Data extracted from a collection
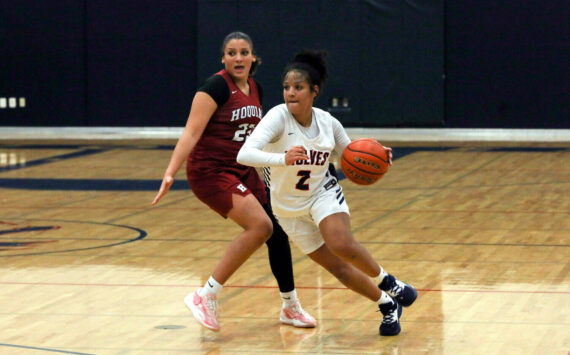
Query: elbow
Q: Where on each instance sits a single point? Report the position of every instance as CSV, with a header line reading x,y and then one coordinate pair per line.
x,y
240,158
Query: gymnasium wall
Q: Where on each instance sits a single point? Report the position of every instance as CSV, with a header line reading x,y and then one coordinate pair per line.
x,y
431,63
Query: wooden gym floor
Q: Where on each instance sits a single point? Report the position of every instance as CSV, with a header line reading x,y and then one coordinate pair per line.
x,y
88,267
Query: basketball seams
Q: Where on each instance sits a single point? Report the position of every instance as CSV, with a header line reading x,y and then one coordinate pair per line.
x,y
360,169
362,162
367,153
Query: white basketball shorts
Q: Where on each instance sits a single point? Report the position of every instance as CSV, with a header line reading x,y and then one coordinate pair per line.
x,y
304,230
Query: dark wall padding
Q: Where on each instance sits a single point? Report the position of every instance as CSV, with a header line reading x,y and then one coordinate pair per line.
x,y
385,56
141,62
508,64
413,63
42,61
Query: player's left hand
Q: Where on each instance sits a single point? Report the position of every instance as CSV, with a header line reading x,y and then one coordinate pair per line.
x,y
389,153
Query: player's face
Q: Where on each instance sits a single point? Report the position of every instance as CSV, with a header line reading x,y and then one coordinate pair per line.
x,y
298,95
238,58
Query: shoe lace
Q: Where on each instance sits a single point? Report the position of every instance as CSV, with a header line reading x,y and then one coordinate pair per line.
x,y
397,288
296,308
390,317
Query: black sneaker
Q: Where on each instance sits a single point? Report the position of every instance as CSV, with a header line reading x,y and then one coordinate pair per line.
x,y
391,321
403,293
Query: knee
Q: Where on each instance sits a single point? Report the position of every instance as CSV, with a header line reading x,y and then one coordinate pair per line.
x,y
341,271
344,247
263,230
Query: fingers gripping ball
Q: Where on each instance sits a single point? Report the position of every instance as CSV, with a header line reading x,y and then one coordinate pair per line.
x,y
364,161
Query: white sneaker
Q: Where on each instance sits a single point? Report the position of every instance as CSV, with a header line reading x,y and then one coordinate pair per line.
x,y
204,309
296,316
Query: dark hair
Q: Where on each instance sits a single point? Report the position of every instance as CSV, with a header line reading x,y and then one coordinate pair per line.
x,y
244,36
311,64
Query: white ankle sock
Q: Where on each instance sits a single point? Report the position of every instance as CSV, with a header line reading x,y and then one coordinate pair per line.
x,y
289,298
380,276
211,286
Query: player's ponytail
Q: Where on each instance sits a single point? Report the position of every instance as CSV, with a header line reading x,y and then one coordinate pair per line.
x,y
312,64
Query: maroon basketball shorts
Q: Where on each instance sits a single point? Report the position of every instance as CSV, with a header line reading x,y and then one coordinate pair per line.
x,y
216,190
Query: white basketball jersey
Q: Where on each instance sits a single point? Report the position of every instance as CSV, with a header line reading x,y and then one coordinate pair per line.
x,y
294,187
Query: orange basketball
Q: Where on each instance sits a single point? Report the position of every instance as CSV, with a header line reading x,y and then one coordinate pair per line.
x,y
364,161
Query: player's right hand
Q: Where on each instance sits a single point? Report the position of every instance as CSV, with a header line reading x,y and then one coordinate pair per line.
x,y
167,182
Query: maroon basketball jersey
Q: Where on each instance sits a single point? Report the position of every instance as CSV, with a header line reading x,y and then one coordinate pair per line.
x,y
227,129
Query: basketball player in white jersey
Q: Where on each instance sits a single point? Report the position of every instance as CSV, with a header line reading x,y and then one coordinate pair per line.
x,y
295,141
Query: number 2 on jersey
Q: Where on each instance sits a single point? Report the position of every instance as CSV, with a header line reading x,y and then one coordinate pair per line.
x,y
305,175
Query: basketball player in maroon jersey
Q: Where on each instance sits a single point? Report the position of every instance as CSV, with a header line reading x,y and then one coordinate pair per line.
x,y
225,110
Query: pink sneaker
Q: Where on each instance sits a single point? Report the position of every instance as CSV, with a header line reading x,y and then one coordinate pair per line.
x,y
296,316
204,309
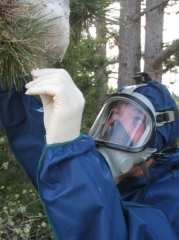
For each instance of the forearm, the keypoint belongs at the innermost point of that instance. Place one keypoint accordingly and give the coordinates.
(22, 120)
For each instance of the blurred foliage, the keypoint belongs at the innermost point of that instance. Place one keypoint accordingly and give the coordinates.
(21, 213)
(18, 41)
(87, 13)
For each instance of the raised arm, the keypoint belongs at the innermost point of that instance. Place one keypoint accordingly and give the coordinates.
(22, 119)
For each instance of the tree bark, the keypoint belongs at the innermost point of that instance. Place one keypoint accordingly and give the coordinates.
(165, 54)
(129, 38)
(153, 38)
(100, 75)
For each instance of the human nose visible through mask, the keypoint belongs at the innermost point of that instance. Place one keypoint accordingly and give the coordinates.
(116, 133)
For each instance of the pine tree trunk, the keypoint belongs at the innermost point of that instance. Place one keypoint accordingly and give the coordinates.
(100, 75)
(153, 38)
(129, 38)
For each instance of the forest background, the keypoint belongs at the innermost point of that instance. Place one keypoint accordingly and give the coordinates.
(97, 28)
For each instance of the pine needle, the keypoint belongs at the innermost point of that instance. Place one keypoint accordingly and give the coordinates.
(20, 28)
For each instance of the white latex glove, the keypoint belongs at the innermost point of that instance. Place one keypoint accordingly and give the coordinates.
(62, 101)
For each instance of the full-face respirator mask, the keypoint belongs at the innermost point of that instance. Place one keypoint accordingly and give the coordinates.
(125, 129)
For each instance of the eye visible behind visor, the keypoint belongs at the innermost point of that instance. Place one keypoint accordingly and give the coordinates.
(125, 123)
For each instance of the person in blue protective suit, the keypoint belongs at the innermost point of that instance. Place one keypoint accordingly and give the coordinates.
(119, 182)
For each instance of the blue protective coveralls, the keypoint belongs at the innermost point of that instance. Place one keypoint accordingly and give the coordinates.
(76, 187)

**Exercise details**
How many lines in the records hold the string "maroon"? Reply with the number alone.

**Result**
3